* [Entries from a point annotation set]:
-------------------------
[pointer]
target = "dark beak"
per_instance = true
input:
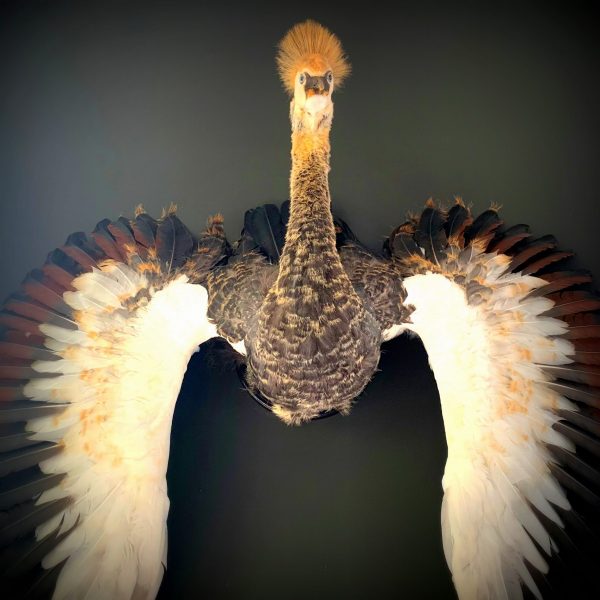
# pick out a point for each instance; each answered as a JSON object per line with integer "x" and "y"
{"x": 316, "y": 85}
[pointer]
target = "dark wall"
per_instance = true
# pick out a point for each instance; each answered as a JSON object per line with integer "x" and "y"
{"x": 106, "y": 105}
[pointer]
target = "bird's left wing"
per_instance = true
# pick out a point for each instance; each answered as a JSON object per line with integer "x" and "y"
{"x": 92, "y": 354}
{"x": 513, "y": 341}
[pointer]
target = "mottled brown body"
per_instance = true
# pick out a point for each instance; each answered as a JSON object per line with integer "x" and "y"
{"x": 313, "y": 345}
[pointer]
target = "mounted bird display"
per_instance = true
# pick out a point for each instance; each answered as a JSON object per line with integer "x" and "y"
{"x": 96, "y": 343}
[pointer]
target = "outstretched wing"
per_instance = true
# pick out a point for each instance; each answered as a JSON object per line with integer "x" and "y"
{"x": 513, "y": 341}
{"x": 92, "y": 354}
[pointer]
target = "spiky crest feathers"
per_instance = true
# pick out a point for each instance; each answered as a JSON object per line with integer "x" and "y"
{"x": 310, "y": 45}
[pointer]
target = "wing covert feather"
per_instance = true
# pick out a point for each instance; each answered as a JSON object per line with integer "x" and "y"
{"x": 95, "y": 367}
{"x": 513, "y": 357}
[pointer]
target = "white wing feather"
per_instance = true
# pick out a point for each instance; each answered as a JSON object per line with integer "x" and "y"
{"x": 120, "y": 374}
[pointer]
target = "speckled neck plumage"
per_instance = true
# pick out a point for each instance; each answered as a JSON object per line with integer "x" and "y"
{"x": 314, "y": 346}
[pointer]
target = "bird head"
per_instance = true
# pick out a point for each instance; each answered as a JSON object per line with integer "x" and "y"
{"x": 311, "y": 65}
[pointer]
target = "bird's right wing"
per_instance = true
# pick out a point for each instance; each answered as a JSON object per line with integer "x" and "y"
{"x": 92, "y": 354}
{"x": 514, "y": 344}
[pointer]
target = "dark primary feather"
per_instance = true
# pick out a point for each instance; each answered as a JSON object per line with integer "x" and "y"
{"x": 532, "y": 248}
{"x": 144, "y": 229}
{"x": 401, "y": 243}
{"x": 174, "y": 242}
{"x": 83, "y": 250}
{"x": 457, "y": 220}
{"x": 430, "y": 234}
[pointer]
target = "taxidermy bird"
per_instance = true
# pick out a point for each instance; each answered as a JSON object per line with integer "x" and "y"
{"x": 95, "y": 345}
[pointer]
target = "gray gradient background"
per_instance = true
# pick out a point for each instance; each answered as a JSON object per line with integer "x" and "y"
{"x": 105, "y": 105}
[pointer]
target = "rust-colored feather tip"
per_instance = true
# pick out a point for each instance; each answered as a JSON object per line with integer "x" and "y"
{"x": 310, "y": 43}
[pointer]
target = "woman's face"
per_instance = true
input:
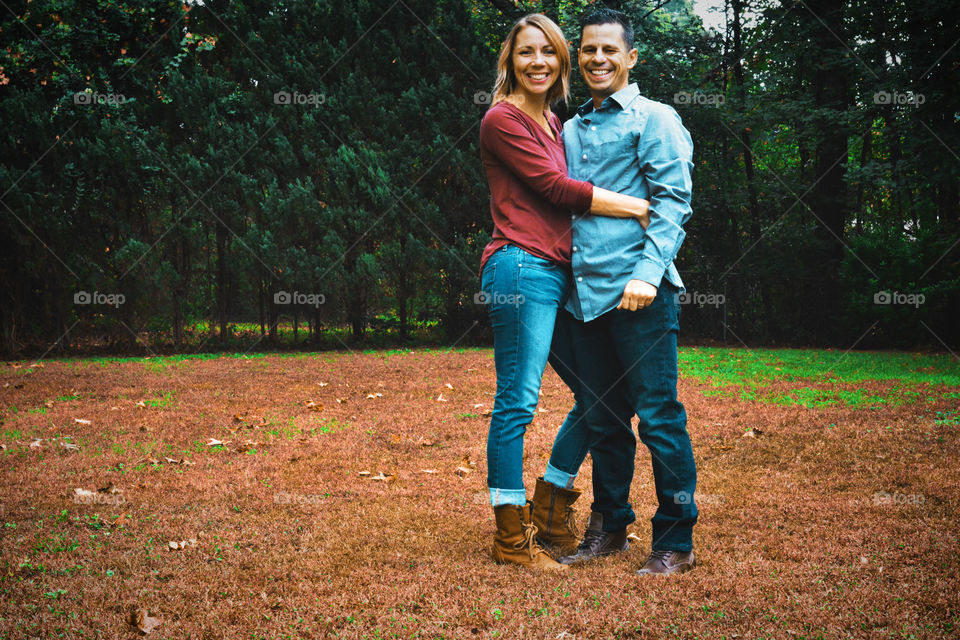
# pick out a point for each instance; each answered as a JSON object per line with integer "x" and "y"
{"x": 535, "y": 63}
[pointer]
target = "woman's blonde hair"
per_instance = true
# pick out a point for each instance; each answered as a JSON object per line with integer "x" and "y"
{"x": 506, "y": 80}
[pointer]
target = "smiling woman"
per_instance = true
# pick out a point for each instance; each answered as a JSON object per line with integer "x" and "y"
{"x": 525, "y": 271}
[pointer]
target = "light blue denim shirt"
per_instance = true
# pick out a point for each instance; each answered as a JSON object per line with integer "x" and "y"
{"x": 639, "y": 147}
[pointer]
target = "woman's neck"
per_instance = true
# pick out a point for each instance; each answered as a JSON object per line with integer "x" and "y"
{"x": 533, "y": 106}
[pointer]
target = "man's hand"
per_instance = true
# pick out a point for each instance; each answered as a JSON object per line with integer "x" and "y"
{"x": 637, "y": 295}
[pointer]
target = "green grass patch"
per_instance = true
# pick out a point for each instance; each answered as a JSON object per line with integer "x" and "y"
{"x": 748, "y": 374}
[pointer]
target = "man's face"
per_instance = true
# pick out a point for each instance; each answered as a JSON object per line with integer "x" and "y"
{"x": 604, "y": 59}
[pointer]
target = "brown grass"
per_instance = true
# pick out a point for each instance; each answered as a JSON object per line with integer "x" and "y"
{"x": 793, "y": 541}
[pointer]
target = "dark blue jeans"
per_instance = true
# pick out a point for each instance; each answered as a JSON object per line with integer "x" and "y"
{"x": 524, "y": 293}
{"x": 620, "y": 365}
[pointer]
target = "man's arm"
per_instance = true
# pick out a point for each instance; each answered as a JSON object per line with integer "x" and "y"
{"x": 665, "y": 151}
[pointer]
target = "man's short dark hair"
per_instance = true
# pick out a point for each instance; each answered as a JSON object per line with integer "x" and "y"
{"x": 609, "y": 16}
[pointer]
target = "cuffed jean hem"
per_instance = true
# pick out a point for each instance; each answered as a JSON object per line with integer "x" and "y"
{"x": 559, "y": 478}
{"x": 508, "y": 496}
{"x": 672, "y": 538}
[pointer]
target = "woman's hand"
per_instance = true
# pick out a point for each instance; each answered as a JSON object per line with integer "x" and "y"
{"x": 644, "y": 214}
{"x": 620, "y": 205}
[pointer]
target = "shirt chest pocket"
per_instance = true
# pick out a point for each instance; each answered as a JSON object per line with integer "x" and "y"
{"x": 614, "y": 151}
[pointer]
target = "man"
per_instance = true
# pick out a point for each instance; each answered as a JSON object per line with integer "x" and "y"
{"x": 623, "y": 329}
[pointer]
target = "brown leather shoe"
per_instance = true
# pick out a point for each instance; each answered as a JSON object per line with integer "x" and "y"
{"x": 597, "y": 542}
{"x": 667, "y": 562}
{"x": 553, "y": 517}
{"x": 515, "y": 543}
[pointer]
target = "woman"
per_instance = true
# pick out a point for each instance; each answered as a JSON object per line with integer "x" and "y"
{"x": 526, "y": 267}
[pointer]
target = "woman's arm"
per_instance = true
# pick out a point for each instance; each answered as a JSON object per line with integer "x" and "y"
{"x": 619, "y": 205}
-------------------------
* [Direction]:
Tally the lines in the items above that contain the string "hand" and give only the count.

* [Written reply]:
2